- Work order -
Return only the lines of the listing below that run from the line with "If you could pin the green" through the line with "If you could pin the computer mouse", both ends included, exactly as written.

- Given data -
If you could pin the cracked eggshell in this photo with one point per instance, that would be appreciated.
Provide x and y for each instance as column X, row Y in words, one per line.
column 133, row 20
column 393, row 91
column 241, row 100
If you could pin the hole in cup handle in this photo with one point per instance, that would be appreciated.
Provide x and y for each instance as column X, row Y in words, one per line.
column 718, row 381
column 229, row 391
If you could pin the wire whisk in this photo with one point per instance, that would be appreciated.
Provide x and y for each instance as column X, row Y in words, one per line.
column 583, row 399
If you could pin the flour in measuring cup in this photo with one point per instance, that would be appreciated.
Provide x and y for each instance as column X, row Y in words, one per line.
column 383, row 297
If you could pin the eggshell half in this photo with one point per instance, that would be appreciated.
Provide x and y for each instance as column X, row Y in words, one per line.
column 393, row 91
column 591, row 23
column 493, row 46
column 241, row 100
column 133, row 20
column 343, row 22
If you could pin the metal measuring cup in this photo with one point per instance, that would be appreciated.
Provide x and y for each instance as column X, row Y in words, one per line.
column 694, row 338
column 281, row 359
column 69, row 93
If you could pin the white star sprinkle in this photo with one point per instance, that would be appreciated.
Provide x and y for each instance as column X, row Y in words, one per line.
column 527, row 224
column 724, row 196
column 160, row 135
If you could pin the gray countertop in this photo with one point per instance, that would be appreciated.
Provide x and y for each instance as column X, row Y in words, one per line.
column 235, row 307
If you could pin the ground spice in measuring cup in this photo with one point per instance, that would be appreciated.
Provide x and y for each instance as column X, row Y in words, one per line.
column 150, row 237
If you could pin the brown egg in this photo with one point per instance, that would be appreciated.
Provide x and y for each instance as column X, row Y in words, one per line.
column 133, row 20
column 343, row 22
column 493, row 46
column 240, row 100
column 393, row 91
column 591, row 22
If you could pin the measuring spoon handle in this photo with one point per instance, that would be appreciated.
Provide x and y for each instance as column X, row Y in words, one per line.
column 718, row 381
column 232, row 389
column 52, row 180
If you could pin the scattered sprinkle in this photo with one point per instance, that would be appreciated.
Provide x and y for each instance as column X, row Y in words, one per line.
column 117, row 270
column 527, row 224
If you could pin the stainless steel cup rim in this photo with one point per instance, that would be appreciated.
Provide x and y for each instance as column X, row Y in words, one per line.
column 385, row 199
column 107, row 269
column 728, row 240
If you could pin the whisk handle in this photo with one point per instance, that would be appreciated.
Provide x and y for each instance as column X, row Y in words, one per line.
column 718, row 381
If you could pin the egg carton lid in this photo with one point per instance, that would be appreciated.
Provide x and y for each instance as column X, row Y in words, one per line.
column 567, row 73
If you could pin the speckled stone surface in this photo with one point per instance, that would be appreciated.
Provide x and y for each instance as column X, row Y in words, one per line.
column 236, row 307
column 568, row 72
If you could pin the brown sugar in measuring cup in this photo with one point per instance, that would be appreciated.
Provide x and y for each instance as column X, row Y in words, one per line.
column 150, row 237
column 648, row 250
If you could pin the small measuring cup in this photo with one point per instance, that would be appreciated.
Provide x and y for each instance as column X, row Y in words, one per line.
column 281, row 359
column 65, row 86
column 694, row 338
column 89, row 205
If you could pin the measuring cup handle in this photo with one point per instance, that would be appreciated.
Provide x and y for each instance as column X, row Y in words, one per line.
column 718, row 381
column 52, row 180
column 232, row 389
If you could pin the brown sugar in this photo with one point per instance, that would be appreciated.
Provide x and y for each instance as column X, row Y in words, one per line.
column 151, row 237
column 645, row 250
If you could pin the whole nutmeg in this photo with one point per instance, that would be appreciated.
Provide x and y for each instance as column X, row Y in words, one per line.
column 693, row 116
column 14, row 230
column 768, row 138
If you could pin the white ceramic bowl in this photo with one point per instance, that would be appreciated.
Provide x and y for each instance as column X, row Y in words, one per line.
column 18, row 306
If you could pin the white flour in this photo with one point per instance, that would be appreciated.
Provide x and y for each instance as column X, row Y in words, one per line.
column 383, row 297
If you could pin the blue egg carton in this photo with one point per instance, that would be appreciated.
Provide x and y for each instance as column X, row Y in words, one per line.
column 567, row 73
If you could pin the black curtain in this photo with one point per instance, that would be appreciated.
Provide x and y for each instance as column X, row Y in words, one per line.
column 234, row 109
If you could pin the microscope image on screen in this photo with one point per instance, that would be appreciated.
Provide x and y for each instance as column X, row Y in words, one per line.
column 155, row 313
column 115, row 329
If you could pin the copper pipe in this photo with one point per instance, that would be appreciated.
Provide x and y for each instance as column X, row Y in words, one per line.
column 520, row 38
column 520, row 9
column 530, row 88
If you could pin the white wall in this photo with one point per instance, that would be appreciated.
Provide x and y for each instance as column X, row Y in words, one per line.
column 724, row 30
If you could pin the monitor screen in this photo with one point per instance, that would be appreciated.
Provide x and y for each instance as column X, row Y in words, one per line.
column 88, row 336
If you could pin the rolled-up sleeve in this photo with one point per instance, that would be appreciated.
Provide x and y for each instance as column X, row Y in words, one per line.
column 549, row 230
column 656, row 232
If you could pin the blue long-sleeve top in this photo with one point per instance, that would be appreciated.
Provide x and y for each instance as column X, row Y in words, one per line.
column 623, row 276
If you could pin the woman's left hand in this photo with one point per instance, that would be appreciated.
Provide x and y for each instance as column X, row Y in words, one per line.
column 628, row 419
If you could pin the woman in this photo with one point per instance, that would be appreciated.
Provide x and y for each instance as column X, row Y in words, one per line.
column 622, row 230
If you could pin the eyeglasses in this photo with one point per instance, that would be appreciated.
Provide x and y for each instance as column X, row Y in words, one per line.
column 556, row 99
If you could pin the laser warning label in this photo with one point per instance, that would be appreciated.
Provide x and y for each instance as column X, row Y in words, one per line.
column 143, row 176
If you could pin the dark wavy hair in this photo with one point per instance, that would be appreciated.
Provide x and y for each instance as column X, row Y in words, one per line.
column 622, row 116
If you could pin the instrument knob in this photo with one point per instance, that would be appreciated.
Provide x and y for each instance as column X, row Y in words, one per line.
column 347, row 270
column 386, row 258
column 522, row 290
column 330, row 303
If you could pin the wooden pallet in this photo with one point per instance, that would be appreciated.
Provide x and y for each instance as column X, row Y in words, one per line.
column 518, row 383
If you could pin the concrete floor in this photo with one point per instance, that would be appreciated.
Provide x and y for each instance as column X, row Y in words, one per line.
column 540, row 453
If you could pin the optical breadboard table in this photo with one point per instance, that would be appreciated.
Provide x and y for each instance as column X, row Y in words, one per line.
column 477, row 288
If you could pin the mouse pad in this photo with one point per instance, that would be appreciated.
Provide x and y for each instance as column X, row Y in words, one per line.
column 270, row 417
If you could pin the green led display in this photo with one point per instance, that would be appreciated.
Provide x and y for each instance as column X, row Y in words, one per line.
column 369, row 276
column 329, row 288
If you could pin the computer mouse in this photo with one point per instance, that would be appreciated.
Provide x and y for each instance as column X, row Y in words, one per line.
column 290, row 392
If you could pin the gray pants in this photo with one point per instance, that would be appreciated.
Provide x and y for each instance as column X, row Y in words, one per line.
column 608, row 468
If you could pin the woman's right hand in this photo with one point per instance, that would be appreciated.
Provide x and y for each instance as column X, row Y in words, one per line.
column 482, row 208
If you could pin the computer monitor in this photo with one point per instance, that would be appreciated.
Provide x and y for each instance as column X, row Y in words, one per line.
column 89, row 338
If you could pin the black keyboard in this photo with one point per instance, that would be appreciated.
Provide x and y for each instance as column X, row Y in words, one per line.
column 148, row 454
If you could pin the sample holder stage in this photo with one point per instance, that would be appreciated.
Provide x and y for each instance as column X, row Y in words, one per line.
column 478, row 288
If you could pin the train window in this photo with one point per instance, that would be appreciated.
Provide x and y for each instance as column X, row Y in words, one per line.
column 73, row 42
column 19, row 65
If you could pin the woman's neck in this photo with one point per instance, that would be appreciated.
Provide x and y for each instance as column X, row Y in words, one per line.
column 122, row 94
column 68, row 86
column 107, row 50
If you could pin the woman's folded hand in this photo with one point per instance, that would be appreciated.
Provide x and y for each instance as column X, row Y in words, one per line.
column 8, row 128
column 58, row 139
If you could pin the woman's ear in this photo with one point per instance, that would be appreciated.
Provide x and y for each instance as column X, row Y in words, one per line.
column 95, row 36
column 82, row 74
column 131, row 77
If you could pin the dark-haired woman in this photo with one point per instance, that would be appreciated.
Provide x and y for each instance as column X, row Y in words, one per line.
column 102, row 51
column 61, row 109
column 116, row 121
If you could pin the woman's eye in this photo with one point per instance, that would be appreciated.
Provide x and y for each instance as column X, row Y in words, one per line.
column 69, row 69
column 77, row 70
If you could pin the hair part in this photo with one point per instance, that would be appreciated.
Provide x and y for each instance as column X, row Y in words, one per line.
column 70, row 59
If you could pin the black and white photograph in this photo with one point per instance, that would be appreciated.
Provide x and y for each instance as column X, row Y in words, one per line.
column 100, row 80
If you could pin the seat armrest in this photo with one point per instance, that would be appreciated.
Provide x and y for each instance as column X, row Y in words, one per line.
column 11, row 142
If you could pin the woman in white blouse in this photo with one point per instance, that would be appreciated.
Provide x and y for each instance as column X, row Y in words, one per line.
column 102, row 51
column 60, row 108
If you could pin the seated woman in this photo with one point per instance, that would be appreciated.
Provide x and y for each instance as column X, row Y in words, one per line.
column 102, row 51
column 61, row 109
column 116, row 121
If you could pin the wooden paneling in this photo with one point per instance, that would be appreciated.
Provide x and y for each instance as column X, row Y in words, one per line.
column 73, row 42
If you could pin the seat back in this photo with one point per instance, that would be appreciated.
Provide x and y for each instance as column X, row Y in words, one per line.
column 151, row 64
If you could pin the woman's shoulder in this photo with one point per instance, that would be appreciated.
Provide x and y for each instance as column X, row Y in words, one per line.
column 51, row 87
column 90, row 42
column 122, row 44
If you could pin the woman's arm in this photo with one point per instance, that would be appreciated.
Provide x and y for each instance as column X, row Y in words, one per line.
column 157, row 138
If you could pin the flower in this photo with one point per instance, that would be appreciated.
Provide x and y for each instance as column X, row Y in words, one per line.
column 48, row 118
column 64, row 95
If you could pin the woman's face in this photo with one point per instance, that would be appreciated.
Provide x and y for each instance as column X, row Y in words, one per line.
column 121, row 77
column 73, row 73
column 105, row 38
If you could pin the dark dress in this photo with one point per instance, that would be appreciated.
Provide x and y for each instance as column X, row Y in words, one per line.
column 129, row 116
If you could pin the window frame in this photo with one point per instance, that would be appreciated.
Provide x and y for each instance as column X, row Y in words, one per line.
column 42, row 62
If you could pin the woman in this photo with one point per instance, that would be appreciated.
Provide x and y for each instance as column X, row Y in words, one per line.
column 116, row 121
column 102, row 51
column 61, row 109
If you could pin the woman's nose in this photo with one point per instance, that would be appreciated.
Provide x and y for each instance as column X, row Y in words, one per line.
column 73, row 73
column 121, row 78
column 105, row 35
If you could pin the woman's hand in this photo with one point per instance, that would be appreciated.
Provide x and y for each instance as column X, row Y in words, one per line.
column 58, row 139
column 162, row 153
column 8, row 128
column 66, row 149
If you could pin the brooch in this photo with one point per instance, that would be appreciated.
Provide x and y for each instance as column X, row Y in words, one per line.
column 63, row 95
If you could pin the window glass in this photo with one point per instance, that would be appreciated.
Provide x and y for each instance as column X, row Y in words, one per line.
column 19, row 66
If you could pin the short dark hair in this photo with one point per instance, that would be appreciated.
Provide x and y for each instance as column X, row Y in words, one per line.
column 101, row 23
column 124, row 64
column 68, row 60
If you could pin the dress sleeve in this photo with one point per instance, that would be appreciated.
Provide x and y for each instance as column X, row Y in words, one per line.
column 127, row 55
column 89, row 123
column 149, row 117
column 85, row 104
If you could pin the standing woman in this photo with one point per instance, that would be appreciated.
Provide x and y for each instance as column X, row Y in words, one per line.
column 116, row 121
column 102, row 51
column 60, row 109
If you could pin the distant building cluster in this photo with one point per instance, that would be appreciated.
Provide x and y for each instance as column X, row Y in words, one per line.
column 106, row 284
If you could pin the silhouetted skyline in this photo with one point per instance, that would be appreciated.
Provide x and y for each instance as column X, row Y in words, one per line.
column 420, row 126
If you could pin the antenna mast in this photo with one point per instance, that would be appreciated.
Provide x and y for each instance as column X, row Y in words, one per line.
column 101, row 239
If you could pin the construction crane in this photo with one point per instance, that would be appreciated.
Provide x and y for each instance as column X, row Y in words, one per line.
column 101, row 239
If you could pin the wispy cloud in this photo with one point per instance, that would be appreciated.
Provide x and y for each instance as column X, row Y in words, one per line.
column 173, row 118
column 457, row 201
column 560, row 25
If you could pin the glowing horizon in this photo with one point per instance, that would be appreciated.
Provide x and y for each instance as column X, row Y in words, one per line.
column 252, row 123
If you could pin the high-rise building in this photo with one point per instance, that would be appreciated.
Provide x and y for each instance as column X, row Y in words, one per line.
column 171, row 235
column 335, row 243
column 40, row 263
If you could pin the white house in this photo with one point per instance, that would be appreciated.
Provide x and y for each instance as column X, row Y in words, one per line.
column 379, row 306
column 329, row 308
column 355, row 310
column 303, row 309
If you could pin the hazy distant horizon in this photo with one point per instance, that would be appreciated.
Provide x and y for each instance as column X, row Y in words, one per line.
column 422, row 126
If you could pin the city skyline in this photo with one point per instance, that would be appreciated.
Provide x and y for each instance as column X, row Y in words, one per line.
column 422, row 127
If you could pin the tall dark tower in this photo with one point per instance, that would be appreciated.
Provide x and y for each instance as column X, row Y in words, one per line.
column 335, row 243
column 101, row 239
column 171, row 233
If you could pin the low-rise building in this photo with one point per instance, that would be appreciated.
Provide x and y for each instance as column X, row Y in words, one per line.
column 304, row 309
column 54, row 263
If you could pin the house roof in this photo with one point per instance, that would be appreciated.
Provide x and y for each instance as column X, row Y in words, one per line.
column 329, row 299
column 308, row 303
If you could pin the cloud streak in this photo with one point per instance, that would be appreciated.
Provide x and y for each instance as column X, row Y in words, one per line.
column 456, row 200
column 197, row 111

- Solved exercise -
If you could pin the green led display in this photo with one point per instance, that would be appreciated.
Provide x and y for each instance as column X, row Y in words, one per line.
column 369, row 276
column 329, row 288
If you could pin the computer mouse in this photo with one point per instance, that would be appreciated.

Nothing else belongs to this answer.